**Te lezen fragment:**

Voorop gesteld moet worden dat het recht op smartengeld niet op één lijn kan worden gesteld met een privaatrechtelijke boete.1 De rechtsvergelijking laat zien dat het goed gebruik is om het smartengeld te benaderen vanuit het perspectief van vergoeding van schade. Die gedachte ligt ook uitdrukkelijk ten grondslag aan het recht op vergoeding zoals dat is neergelegd in de artikelen 6:95 en 6:106. Het recht op smartengeld is door de wetgever aangemerkt en vormgegeven als een recht op schadevergoeding, waarbij hij bovendien - uitdrukkelijk - afstand heeft genomen van de gedachte van straf.2 De schadevergoedingsbenadering past goed binnen de handhavingsrol van het aansprakelijkheidsrecht, zoals die hiervoor werd omschreven en is ook reëel, omdat daadwerkelijk kan worden gesproken van nadeel, zeker in de gevallen waarin de wet een recht op vergoeding erkent.3
Voorts acht ik het ook niet wenselijk om meer in het algemeen de figuur van een privaatrechtelijke boete te aanvaarden.4 Dat komt in essentie omdat mijns inziens van de (extra) preventieve werking van een dergelijke figuur over het algemeen niet te veel mag worden verwacht, terwijl een acceptabele vormgeving ervan aanzienlijke inspanningen vergt en nieuwe problemen zal meebrengen. Wij kennen wat dat betreft immers geen traditie5 en een dergelijke sanctie vereist - vanwege zijn atypische karakter - om te beginnen een grondige nadere uitwerking in de wet, omdat zij allerlei vragen oproept die nadere keuzes vergen waarvoor het huidige recht6 onvoldoende aanknopingspunten biedt.7 Men denke bijvoorbeeld aan de vraag of het gaat om een recht op een dergelijke boete, danwel om een discretionaire bevoegdheid van de rechter; onder welke omstandigheden een boete op zijn plaats is; aan de hand van welke factoren de omvang dient te worden vastgesteld; hoe deze boete zich verhoudt tot andere (ook strafrechtelijke) sancties en hoe dient te worden omgegaan met meerdere eisers tegelijkertijd. Voorts kan het gaan om een gewichtige sanctie met het oog waarop waarborgen dienen te worden gecreeerd voor de laedens,8 bijvoorbeeld in de sfeer van de bewijsregels. Laat men een heldere nadere vormgeving achterwege, dan leidt dat niet alleen tot rechtsonzekerheid, maar zal het gebrek aan duidelijkheid tevens ten koste gaan van de preventieve werking. Preventie veronderstelt immers calculatie en dat vergt een - tot op zekere hoogte helder - voorbeeld. Wanneer men in het algemeen een privaatrechtelijke boete verbindt aan opzettelijk handelen, wordt bovendien extra nadruk gelegd op de schuldvraag en in het bijzonder op de vaststelling van een (hoge) schuldgraad. Dat kan als praktische consequentie hebben dat de benadeelde die zich, in de hoop aanspraak te kunnen maken op een privaatrechtelijke boete, inspant om opzet van de laedens aan te tonen, tevens het risico loopt dat de laedens om die reden geen verhaal zal hebben op diens aansprakelijkheidsverzekering. Aldus krijgt de benadeelde wellicht een hoger bedrag toegewezen, maar is het zeer de vraag of de laedens dat ook daadwerkelijk zal kunnen voldoen. In een rechtsgebied waar een groot deel van de schade nu eenmaal wordt gedekt door verzekeringen lijkt mij een dergelijke ontwikkeling, nog afgezien van de vraag of verzekering tegen de oplegging van een privaatrechtelijke boete aanvaardbaar is, onwenselijk.

**Opdrachten:**
a) Vat het fragment over smartengeld samen in twee zinnen.
b) Geef een vervolg op het fragment over smartengeld dat aansluit op de laatste zin.
Het materiaal speelt hierbij geen enkele rol.

**Verstrekte gegevens:**

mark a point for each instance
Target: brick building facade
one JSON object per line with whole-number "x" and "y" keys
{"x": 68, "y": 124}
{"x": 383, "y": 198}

**Antwoorden:**
a) Smartengeld staat niet op één lijn met een privaatrechtelijke boete: de wetgever heeft het in de artikelen 6:95 en 6:106 vormgegeven als een recht op schadevergoeding en heeft daarbij uitdrukkelijk afstand genomen van de gedachte van straf. Ook een algemene privaatrechtelijke boete acht de schrijver niet wenselijk, omdat van de extra preventieve werking weinig mag worden verwacht, een aanvaardbare vormgeving aanzienlijke inspanningen vergt en nieuwe problemen meebrengt, zoals het risico dat de laedens bij aangetoonde opzet geen verhaal heeft op de aansprakelijkheidsverzekering.

b)
Met het voorgaande is niet gezegd dat in het huidige aansprakelijkheidsrecht voor (generale) preventie geen enkele rol is weggelegd, en evenmin dat daarbij aan het smartengeld geen betekenis toekomt. Wel zij hier benadrukt dat de figuur van de privaatrechtelijke boete niet op één lijn mag worden gesteld met het smartengeld en dat de invoering van een privaatrechtelijke boete in het Nederlandse recht in het algemeen niet wenselijk is. Hierna zal het begrip preventie in verband met de vergoeding van immateriële schade nog nader worden bezien.